>> begin

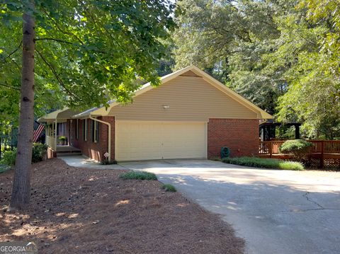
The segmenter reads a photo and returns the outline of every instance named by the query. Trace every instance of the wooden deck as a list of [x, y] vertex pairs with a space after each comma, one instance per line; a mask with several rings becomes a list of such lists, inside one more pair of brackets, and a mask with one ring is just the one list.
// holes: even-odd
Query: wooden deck
[[[340, 140], [307, 140], [313, 147], [307, 157], [314, 167], [340, 168]], [[285, 141], [260, 142], [259, 156], [290, 159], [289, 154], [280, 154], [279, 148]]]

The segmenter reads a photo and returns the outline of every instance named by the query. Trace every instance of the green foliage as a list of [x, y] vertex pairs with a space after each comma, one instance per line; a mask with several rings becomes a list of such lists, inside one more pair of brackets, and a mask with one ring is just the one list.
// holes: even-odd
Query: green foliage
[[4, 153], [1, 159], [1, 163], [9, 166], [16, 164], [16, 149], [13, 151], [6, 151]]
[[237, 157], [222, 159], [226, 163], [246, 166], [248, 167], [277, 168], [290, 171], [303, 171], [303, 165], [296, 161], [283, 161], [276, 158], [257, 157]]
[[165, 191], [170, 192], [176, 192], [177, 190], [176, 188], [169, 184], [165, 184], [162, 186], [162, 188], [165, 190]]
[[286, 125], [277, 127], [275, 137], [280, 139], [294, 139], [295, 138], [295, 127]]
[[45, 144], [34, 143], [32, 149], [32, 163], [42, 161], [45, 159], [47, 146]]
[[119, 178], [124, 180], [157, 180], [155, 174], [145, 171], [129, 171], [120, 175]]
[[339, 0], [182, 0], [176, 68], [194, 64], [309, 138], [340, 137]]
[[[175, 25], [171, 1], [35, 4], [36, 115], [63, 105], [128, 101], [138, 79], [159, 83], [156, 69], [167, 57], [164, 42]], [[18, 118], [26, 4], [5, 0], [0, 7], [0, 112], [8, 120]]]
[[0, 174], [1, 173], [5, 173], [6, 171], [8, 171], [11, 169], [10, 167], [6, 166], [6, 165], [2, 165], [2, 164], [0, 164]]
[[[45, 159], [47, 146], [45, 144], [34, 143], [32, 147], [32, 163], [35, 163]], [[1, 163], [7, 166], [16, 164], [16, 149], [13, 151], [6, 151], [4, 154]]]

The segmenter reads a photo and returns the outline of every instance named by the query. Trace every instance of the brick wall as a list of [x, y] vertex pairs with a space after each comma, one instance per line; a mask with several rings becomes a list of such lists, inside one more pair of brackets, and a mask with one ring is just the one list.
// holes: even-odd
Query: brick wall
[[[115, 158], [115, 117], [99, 117], [98, 120], [108, 122], [111, 125], [111, 161]], [[71, 144], [79, 148], [81, 152], [88, 157], [96, 161], [101, 161], [105, 158], [103, 154], [108, 151], [108, 127], [106, 125], [99, 122], [98, 142], [95, 143], [92, 140], [91, 120], [87, 121], [87, 141], [84, 140], [83, 136], [83, 120], [79, 121], [79, 138], [76, 139], [76, 122], [72, 120], [72, 139]]]
[[230, 156], [256, 156], [259, 153], [259, 120], [210, 118], [208, 124], [208, 156], [220, 156], [221, 147]]

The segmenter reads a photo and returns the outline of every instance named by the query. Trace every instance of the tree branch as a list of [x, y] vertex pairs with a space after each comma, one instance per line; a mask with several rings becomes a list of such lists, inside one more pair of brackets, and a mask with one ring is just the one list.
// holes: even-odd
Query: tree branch
[[[19, 45], [18, 45], [14, 50], [13, 50], [11, 53], [9, 53], [9, 54], [7, 56], [7, 57], [11, 57], [11, 56], [13, 54], [14, 54], [15, 52], [16, 52], [20, 49], [20, 47], [21, 47], [21, 45], [22, 45], [22, 44], [23, 44], [23, 41], [21, 40], [21, 41], [20, 42]], [[7, 57], [6, 57], [6, 58], [7, 58]]]
[[5, 85], [4, 83], [0, 83], [0, 86], [1, 86], [6, 87], [6, 88], [8, 88], [20, 91], [20, 88], [17, 88], [17, 87], [8, 86], [8, 85]]
[[60, 85], [64, 88], [65, 89], [65, 91], [70, 95], [72, 95], [72, 96], [76, 98], [78, 100], [81, 100], [81, 98], [79, 96], [78, 96], [76, 94], [72, 93], [71, 91], [69, 91], [65, 86], [65, 84], [64, 83], [64, 82], [62, 81], [62, 79], [60, 79], [60, 77], [59, 76], [58, 74], [57, 73], [55, 69], [52, 66], [51, 64], [50, 64], [45, 59], [45, 57], [42, 56], [42, 54], [40, 53], [40, 52], [39, 50], [38, 50], [37, 49], [35, 49], [35, 51], [38, 52], [38, 54], [39, 54], [39, 56], [40, 57], [40, 58], [42, 59], [42, 61], [45, 62], [45, 64], [50, 68], [50, 69], [52, 71], [52, 72], [53, 73], [53, 75], [55, 76], [55, 79], [57, 79], [57, 80], [58, 81]]
[[55, 39], [55, 38], [36, 38], [35, 41], [37, 40], [54, 40], [58, 42], [62, 42], [62, 43], [67, 43], [67, 44], [72, 44], [72, 42], [67, 42], [66, 40], [62, 40], [60, 39]]

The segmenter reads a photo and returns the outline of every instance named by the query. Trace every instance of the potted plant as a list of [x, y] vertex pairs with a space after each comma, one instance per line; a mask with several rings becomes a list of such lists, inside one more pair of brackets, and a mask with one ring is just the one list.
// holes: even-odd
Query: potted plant
[[60, 136], [59, 137], [59, 142], [62, 146], [64, 146], [66, 143], [66, 137], [65, 136]]

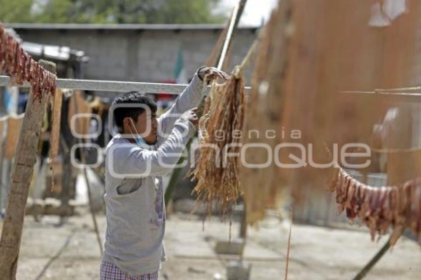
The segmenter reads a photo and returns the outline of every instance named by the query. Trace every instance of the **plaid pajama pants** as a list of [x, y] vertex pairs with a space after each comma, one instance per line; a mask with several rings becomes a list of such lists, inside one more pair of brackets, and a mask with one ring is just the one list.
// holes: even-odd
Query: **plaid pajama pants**
[[101, 262], [100, 276], [101, 280], [158, 280], [158, 272], [131, 276], [115, 265], [105, 261]]

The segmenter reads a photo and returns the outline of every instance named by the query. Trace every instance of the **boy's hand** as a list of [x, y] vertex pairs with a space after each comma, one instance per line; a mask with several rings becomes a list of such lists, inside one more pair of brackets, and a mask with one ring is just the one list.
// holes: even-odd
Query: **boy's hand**
[[199, 124], [199, 117], [197, 115], [197, 108], [193, 108], [188, 111], [186, 111], [181, 116], [180, 119], [189, 121], [197, 129]]
[[219, 70], [215, 67], [208, 67], [203, 66], [197, 70], [197, 74], [201, 80], [209, 83], [210, 81], [219, 78], [222, 81], [228, 79], [229, 76], [223, 71]]

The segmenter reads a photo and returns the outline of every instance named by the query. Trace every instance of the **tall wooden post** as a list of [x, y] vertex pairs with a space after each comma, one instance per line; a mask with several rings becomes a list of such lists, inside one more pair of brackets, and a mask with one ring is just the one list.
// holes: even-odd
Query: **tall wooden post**
[[[39, 63], [55, 73], [54, 63], [44, 60], [40, 60]], [[11, 172], [8, 203], [0, 240], [2, 280], [16, 279], [25, 208], [48, 98], [48, 94], [44, 94], [41, 99], [35, 99], [32, 89], [29, 93]]]

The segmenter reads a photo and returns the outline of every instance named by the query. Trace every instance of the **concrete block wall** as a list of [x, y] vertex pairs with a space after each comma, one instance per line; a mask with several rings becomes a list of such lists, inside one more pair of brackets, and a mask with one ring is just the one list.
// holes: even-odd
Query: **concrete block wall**
[[[16, 29], [26, 41], [66, 46], [90, 57], [86, 79], [160, 82], [174, 79], [177, 54], [183, 49], [189, 77], [206, 61], [220, 30], [96, 30]], [[241, 62], [254, 40], [254, 28], [236, 33], [231, 68]], [[249, 81], [251, 69], [246, 72]], [[249, 84], [249, 83], [247, 83]]]

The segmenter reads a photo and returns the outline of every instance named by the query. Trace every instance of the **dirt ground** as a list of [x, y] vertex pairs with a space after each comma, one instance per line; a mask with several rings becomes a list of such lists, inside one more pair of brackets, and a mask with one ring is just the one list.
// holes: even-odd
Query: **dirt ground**
[[[100, 250], [90, 215], [85, 210], [58, 227], [58, 217], [40, 222], [25, 218], [17, 278], [18, 280], [98, 279]], [[105, 217], [98, 217], [102, 237]], [[165, 245], [168, 260], [160, 278], [168, 280], [226, 279], [226, 266], [235, 257], [217, 255], [217, 240], [227, 240], [229, 226], [218, 218], [207, 221], [185, 214], [168, 218]], [[239, 225], [233, 224], [233, 238]], [[252, 265], [253, 280], [283, 279], [289, 226], [268, 219], [259, 231], [249, 229], [244, 261]], [[289, 279], [351, 279], [386, 241], [372, 242], [362, 231], [329, 229], [293, 225]], [[420, 279], [421, 247], [401, 238], [367, 277], [367, 279]]]

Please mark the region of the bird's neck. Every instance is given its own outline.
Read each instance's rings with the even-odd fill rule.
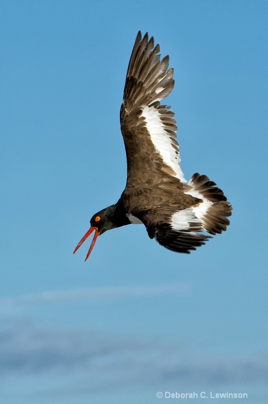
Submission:
[[[113,224],[113,227],[121,227],[122,226],[130,224],[130,222],[126,216],[124,206],[120,200],[115,205],[108,207],[107,210],[109,211],[109,218]]]

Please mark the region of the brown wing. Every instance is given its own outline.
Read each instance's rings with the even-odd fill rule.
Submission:
[[[186,182],[180,167],[177,126],[170,107],[160,102],[172,90],[173,70],[169,57],[160,61],[154,38],[138,33],[131,56],[121,107],[121,129],[127,162],[127,185],[144,173],[151,179],[165,175]],[[179,186],[179,181],[178,181]]]

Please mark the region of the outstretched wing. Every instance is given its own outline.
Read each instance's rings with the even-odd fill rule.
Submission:
[[[142,173],[164,173],[186,182],[180,166],[174,113],[160,102],[174,87],[169,58],[160,61],[159,45],[138,34],[131,56],[120,111],[127,162],[127,183]]]
[[[161,213],[158,211],[156,217]],[[191,208],[177,212],[165,212],[161,221],[154,220],[154,215],[150,213],[143,218],[148,235],[151,238],[155,238],[161,245],[177,252],[189,254],[191,250],[196,249],[205,244],[210,238],[204,234],[202,220],[194,214]]]

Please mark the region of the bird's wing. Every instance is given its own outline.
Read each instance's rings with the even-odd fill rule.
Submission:
[[[159,213],[156,212],[156,217]],[[152,212],[143,217],[148,235],[155,238],[161,245],[177,252],[189,254],[205,244],[210,236],[204,234],[202,221],[194,214],[192,208],[186,208],[168,215],[167,220],[154,220]]]
[[[127,183],[137,174],[167,174],[185,182],[180,166],[174,113],[161,105],[174,87],[169,58],[160,61],[159,45],[138,34],[129,61],[120,111],[127,162]],[[165,174],[164,174],[165,173]],[[179,181],[178,181],[179,182]]]

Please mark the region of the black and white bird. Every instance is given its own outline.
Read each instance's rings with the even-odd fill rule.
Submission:
[[[232,207],[206,175],[187,182],[180,168],[177,126],[169,106],[173,69],[168,56],[160,60],[159,45],[147,33],[138,34],[130,57],[120,119],[127,163],[126,185],[118,201],[92,216],[91,227],[74,254],[95,231],[143,223],[151,238],[178,252],[190,252],[226,230]],[[86,261],[85,260],[85,261]]]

>> end

__Aim of the task__.
Write out exactly the final stretch of the records: the line containing "Please mark the region of the black" and every line after it, through the last, and nothing else.

__Output below__.
Please mark the region of the black and white bird. Every instance is given its own outline.
Read each instance's rings with the even-odd fill rule.
Submission:
[[[232,207],[206,175],[187,182],[180,168],[177,126],[169,106],[173,69],[168,56],[160,60],[159,45],[147,33],[138,34],[130,57],[120,119],[127,163],[126,185],[118,201],[92,216],[91,227],[74,254],[95,231],[143,223],[151,238],[178,252],[190,252],[226,230]],[[86,261],[85,260],[85,261]]]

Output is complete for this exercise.